*Your instructions*
Reproduce the material below with every occurrence of "one marker apiece" changed to "a single marker each", leaving all other text unchanged. Omit the picture lines from your answer.

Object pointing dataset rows
--------------------------------------------------
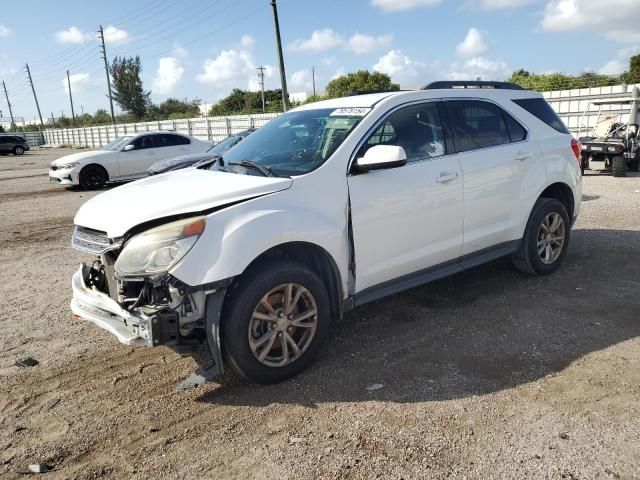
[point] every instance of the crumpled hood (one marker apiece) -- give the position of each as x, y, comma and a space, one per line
184, 191
75, 157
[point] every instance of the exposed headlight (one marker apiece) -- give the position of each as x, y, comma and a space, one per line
157, 250
68, 165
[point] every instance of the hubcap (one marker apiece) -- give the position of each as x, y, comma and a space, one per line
283, 325
551, 238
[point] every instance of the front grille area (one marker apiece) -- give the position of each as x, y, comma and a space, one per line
89, 240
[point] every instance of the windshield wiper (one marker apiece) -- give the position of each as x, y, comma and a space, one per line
266, 171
--------------------------------------------------
*Correct output*
[point] every instance of the crumpled hood (a single marker each) -- give the position of each as x, y, comma and a space, one per line
184, 191
75, 157
[point] every instance of the exposed headlight (a single marker each) -- give the position of each as x, y, comma and a space, one per line
157, 250
68, 165
[point] every instance of the hubcap (a single marker each) -- give the position of each as x, y, comma and a space, one per line
283, 325
551, 238
[point] every instance of the front grille area (a single marker each) -- give the position of each as x, y, comma and a space, one per line
89, 240
[point] every instance of the windshield wiper (a single marker each) -- give the position of each as x, y, comma and a space, one per line
266, 171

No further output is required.